▸ **Record set**
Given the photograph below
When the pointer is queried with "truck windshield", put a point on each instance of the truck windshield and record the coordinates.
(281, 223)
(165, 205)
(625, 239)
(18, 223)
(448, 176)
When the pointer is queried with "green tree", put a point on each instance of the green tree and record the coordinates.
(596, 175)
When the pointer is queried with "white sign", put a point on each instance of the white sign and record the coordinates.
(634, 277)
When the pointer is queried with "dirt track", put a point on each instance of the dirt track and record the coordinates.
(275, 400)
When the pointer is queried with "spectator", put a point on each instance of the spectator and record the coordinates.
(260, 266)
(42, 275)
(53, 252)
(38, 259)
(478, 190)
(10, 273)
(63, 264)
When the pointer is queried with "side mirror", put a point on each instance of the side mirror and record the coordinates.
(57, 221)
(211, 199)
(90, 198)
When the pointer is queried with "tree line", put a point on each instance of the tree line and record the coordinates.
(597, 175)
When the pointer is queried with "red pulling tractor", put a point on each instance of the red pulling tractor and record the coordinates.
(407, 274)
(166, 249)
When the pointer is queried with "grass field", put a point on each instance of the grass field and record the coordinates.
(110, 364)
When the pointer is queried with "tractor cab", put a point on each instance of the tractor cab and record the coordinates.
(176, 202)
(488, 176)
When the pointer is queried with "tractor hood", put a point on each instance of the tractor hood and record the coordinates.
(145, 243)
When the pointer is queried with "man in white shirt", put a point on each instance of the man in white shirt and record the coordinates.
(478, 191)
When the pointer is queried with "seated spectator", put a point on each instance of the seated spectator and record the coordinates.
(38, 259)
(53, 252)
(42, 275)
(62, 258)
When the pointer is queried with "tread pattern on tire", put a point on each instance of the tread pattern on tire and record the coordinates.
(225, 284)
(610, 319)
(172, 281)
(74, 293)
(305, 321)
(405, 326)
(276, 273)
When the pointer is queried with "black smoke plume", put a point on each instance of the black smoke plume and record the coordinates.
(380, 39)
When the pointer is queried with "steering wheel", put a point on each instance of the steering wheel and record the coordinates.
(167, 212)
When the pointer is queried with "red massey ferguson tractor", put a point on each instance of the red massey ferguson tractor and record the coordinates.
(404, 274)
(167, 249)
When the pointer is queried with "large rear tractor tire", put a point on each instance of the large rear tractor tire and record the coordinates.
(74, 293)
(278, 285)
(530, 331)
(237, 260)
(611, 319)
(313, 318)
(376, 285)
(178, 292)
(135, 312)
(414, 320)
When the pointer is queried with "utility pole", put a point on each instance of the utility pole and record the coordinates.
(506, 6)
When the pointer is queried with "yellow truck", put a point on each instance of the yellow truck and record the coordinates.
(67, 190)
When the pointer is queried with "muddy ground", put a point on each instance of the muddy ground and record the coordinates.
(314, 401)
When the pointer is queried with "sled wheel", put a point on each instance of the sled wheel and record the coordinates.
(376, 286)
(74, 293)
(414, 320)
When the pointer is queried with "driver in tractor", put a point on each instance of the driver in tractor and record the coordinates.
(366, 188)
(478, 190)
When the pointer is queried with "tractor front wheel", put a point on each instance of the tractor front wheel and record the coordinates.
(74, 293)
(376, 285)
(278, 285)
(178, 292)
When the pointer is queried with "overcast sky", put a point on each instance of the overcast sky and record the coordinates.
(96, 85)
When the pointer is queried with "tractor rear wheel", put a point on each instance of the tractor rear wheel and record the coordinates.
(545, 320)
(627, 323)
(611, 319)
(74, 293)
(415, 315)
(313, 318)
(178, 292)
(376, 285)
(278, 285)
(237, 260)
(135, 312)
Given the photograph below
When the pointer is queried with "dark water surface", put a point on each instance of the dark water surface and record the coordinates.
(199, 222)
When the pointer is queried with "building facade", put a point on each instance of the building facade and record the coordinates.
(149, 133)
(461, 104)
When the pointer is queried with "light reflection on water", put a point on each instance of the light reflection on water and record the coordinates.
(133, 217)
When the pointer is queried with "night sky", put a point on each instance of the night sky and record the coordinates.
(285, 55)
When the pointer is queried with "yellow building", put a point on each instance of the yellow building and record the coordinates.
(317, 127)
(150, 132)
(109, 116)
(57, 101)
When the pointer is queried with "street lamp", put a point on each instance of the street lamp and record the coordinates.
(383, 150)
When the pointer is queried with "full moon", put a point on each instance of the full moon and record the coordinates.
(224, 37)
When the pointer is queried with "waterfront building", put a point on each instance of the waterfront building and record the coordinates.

▸ **Prompt**
From the data above, extract every line in its exact form.

▸ **Solution**
Given the photograph below
When the pointer is queried with "truck windshield", put a point on each instance of the truck windshield and record the coordinates.
(281, 223)
(165, 205)
(625, 239)
(18, 223)
(448, 176)
When the pointer is queried with "green tree", put a point on each instance of the green tree and record the coordinates.
(596, 175)
When the pointer is queried with "white sign", put a point on each instance of the white sign and record the coordinates.
(634, 277)
When the pointer is queried with "dirt track", put a point on each instance of the dirt track and record the coordinates.
(275, 400)
When the pointer is queried with "spectator", put a point on each instance of the spectator and record the coordinates.
(260, 266)
(42, 275)
(53, 252)
(38, 259)
(478, 190)
(10, 273)
(63, 264)
When the pointer is queried with "side mirror", put a point on each instance of the side mirror and record the coordinates.
(57, 221)
(211, 199)
(90, 198)
When the pointer is queried with "tree line", put a point on each instance of the tree line and record the coordinates.
(597, 175)
When the pointer is queried with "red pulling tractor", put a point on each instance of the red pulling tractor and record the coordinates.
(407, 274)
(166, 249)
When the pointer is queried with "grass field", put a point on each instance of the grass field and record the coordinates.
(110, 364)
When the pointer is queried with "tractor cab", put a point on each instance of the tractor cab and record the coordinates.
(176, 202)
(488, 176)
When the pointer is queried with "tractor hood", put a point on each instance of the tractor hood and record the coordinates.
(145, 243)
When the pointer is queried with "man in white shirt", put a point on each instance of the man in white shirt and record the coordinates.
(478, 191)
When the pointer is queried with "seated spectator", put a point on each instance of the seated spectator and record the coordinates.
(38, 259)
(53, 252)
(42, 275)
(62, 258)
When the pointer is queried with "tread pattern on tire", put a point on each instance of the tread pattern on tire and record the coordinates.
(225, 284)
(610, 319)
(172, 281)
(74, 293)
(305, 321)
(405, 326)
(276, 273)
When the pointer is queried with "black smoke plume", put a point on each instance of the black smoke plume and record the coordinates.
(380, 39)
When the pointer is queried with "steering wheel", put a point on each instance of the steering wheel and record the coordinates.
(167, 212)
When the pointer is queried with "red massey ferguson tractor", put a point on each instance of the red massey ferguson tractor and record the coordinates.
(404, 274)
(167, 249)
When the pointer is queried with "large rear tractor tire", put a point on each instance of the large rear tractor tire and record the coordinates.
(74, 293)
(278, 285)
(530, 331)
(237, 260)
(611, 319)
(313, 318)
(376, 285)
(178, 292)
(135, 312)
(414, 320)
When the pointer is queried with "utility pole", put a point on each instance of the utility pole and record the coordinates.
(506, 6)
When the pointer is queried with "yellow truck", put a point on each instance of the yellow truck and record the coordinates.
(67, 190)
When the pointer is queried with "muddy ground", put a point on each instance of the muddy ground and record the coordinates.
(314, 401)
When the pointer is queried with "sled wheel", put a point on each instance of the sled wheel and record the coordinates.
(376, 286)
(74, 293)
(414, 320)
When the pointer is queried with "driver in tractor", put a point on each instance of the driver in tractor and record the coordinates.
(366, 188)
(478, 190)
When the pointer is queried with "tractor front wheel", put a point on each instance of the tractor front wheel and record the coordinates.
(74, 293)
(376, 285)
(278, 285)
(178, 292)
When the pointer is queried with "overcast sky", put a point on each instance of the overcast sky and record the coordinates.
(96, 85)
When the pointer is queried with "tractor rear wheel", put a point on each instance of the tractor rear wheel and record the coordinates.
(545, 320)
(627, 323)
(611, 319)
(74, 293)
(415, 315)
(313, 318)
(178, 292)
(376, 285)
(278, 285)
(237, 260)
(135, 312)
Given the photograph below
When the pointer is queried with "dark water surface", put a point on each instance of the dark water surface and record the coordinates.
(199, 222)
When the pointer is queried with "building facade", put a point on each instance of the building facade and record the coordinates.
(149, 133)
(461, 104)
When the pointer is queried with "light reflection on water", put a point on each instance of the light reflection on water and record the coordinates.
(133, 217)
When the pointer is queried with "night sky", put a point on each instance of the night sky and record the coordinates.
(285, 55)
When the pointer is queried with "yellow building", put a point on each instance of the yellow building and record the coordinates.
(317, 127)
(150, 132)
(109, 116)
(57, 101)
When the pointer is queried with "street lamp", put a point on each instance of the street lamp and record the coordinates.
(383, 150)
When the pointer is queried with "full moon", put a point on each instance of the full moon and record the coordinates.
(224, 37)
When the pointer is queried with "waterfront building", put a point on each instance of the waterfront building and record the coordinates.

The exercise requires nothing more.